● **AIM OF THE EXERCISE**
Rewrite the material below, changing each "marker" to "pin" and keeping everything else unchanged.

● **INPUT RECORDS**
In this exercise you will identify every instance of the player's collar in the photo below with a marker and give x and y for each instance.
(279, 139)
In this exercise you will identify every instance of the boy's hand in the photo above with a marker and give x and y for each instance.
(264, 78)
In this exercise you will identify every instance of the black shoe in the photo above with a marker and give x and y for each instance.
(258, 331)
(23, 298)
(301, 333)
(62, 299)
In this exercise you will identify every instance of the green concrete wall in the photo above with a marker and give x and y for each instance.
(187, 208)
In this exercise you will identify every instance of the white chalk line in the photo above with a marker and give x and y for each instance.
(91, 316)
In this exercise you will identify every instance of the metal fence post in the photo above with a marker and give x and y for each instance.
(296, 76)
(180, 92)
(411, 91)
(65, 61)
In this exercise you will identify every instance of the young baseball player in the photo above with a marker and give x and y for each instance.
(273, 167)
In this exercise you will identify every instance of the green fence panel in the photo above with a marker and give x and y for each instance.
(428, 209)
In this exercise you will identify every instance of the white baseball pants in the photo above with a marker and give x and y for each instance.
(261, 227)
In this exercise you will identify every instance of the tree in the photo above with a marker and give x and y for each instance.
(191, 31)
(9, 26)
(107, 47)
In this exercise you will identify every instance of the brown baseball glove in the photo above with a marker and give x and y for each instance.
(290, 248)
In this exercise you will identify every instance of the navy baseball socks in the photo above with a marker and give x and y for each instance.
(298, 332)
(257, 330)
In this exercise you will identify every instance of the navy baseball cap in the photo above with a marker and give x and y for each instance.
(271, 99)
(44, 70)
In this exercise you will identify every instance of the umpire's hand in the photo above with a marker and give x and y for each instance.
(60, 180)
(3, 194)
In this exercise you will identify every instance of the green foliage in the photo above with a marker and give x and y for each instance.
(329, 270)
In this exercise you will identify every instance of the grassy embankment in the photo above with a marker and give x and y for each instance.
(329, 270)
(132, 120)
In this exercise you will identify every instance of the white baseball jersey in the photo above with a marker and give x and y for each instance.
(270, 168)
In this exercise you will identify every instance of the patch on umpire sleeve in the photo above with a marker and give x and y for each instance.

● **FULL RESPONSE**
In this exercise you will identify every instance of the player's collar in the photo below with a pin and give x and y for each instance.
(279, 139)
In this exercise you will identify every instance of the boy's hand in the photo above with a pin and give x and y for each instance.
(264, 78)
In this exercise you will identify every instance of the black shoe in the photo above with a pin and give x and y for each instance.
(258, 331)
(23, 298)
(301, 333)
(62, 299)
In this exercise you will identify every instance of the green concrete wall in the photo above with a pin and give x and y for each instance.
(187, 208)
In this exercise you will identify every instance of the white chalk line in the photo above with a pin and give x and y for each instance.
(91, 316)
In this exercise you will identify every instance of the metal fence post in the photo above with a pin and give x and y for each instance.
(296, 76)
(180, 92)
(411, 91)
(65, 61)
In this exercise you will identify every instance of the young baseball player in the photo above with a pin and give x and y for each instance.
(273, 167)
In this exercise you will identify every instance of the green fence panel in the photo above with a pin and give x and y for each instance.
(428, 209)
In this exercise you will identify every instance of the white baseball pants in the photo above with a pin and give x and y for each instance.
(261, 227)
In this exercise you will identify every instance of the tree in the photo above with a pin and give x and y for each instance.
(191, 31)
(9, 26)
(107, 47)
In this exercise you will identify every instance of the brown baseball glove in the photo above with a pin and give x and y for each instance.
(290, 248)
In this exercise you will identify every instance of the navy baseball socks in the photo above with a pin and give x and y for each instance.
(298, 332)
(257, 330)
In this exercise you will identify every instance of the navy baseball cap in the photo above with a pin and give x and y for each instance.
(271, 99)
(44, 70)
In this exercise you will identify every instance of the umpire's hand in the photo above with a pin and give x and y for each instance.
(60, 180)
(3, 194)
In this exercise you will identify every instance of the green foliage in the photo above with a pin and give x and y for each instance.
(329, 270)
In this exercise you will identify every instance of the grassy embankment in the photo above with a pin and give x and y for each instance.
(329, 270)
(132, 120)
In this exercise you will identify every instance of the white baseball jersey in the photo above with a pin and give x and y for each instance.
(270, 168)
In this exercise you will identify every instance of the patch on umpire sleeve in the photo above with a pin and give x and y for each instance.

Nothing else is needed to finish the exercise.